### Dataset records
------------------------------------------------

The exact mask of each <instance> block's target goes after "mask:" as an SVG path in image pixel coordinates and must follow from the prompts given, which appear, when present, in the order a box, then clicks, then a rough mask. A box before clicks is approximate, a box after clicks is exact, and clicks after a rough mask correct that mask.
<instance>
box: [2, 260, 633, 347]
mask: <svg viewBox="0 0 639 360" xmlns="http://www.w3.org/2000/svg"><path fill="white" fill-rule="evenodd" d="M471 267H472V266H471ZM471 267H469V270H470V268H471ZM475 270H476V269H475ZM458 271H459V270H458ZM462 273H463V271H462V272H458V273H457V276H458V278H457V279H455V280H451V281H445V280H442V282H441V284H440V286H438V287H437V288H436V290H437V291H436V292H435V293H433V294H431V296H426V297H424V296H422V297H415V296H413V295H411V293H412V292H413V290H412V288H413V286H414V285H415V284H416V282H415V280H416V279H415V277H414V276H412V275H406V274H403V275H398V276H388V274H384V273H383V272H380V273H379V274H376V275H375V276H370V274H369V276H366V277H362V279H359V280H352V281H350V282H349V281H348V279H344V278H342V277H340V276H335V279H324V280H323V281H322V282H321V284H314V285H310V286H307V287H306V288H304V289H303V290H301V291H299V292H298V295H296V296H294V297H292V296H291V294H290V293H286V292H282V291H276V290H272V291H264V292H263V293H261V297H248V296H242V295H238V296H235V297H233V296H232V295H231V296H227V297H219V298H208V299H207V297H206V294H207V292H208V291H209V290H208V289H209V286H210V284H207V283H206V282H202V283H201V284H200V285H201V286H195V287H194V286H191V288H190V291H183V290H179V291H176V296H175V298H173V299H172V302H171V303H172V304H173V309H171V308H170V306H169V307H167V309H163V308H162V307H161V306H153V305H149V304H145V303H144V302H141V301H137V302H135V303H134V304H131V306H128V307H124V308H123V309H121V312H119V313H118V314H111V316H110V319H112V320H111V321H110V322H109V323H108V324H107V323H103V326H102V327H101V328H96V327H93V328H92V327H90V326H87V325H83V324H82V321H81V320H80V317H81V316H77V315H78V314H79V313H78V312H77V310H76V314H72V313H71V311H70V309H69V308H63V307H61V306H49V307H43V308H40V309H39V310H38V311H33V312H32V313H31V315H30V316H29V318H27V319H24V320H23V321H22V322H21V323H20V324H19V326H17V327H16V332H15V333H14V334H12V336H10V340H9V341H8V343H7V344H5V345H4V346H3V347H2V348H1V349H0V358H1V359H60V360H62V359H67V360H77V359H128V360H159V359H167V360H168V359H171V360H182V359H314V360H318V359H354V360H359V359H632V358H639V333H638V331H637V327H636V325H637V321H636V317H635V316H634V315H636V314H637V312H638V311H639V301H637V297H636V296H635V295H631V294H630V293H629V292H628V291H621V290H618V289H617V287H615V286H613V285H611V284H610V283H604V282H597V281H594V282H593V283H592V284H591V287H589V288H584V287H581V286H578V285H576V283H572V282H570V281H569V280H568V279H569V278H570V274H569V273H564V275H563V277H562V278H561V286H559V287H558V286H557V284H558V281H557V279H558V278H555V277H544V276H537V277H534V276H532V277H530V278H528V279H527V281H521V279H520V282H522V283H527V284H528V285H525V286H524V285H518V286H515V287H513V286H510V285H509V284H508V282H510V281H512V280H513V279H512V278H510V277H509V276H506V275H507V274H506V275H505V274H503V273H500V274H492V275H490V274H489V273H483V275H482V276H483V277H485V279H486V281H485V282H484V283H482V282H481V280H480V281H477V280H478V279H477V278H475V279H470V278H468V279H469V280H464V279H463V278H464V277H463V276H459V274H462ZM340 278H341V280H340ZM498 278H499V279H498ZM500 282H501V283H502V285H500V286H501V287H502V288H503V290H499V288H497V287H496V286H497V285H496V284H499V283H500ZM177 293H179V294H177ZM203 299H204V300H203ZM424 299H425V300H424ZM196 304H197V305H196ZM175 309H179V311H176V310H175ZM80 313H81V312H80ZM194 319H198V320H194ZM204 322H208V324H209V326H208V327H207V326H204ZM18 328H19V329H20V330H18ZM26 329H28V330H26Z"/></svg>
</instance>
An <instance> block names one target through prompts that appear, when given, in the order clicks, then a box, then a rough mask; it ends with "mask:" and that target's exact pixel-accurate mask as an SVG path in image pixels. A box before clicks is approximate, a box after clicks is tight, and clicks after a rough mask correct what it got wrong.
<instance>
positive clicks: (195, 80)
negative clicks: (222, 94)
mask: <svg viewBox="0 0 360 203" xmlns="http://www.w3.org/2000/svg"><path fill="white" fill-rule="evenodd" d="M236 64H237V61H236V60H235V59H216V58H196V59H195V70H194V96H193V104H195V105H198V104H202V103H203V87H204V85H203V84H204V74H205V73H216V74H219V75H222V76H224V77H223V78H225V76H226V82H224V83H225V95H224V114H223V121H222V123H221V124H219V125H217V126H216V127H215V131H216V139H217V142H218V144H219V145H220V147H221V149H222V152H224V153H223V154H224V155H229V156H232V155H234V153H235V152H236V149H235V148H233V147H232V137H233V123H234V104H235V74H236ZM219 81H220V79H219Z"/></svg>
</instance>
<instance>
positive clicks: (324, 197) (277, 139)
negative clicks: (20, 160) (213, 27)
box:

------------------------------------------------

### What the task asks
Look through the material above. Copy each line where the word "positive" appears.

### Response box
positive clicks: (195, 80)
positive clicks: (324, 197) (277, 139)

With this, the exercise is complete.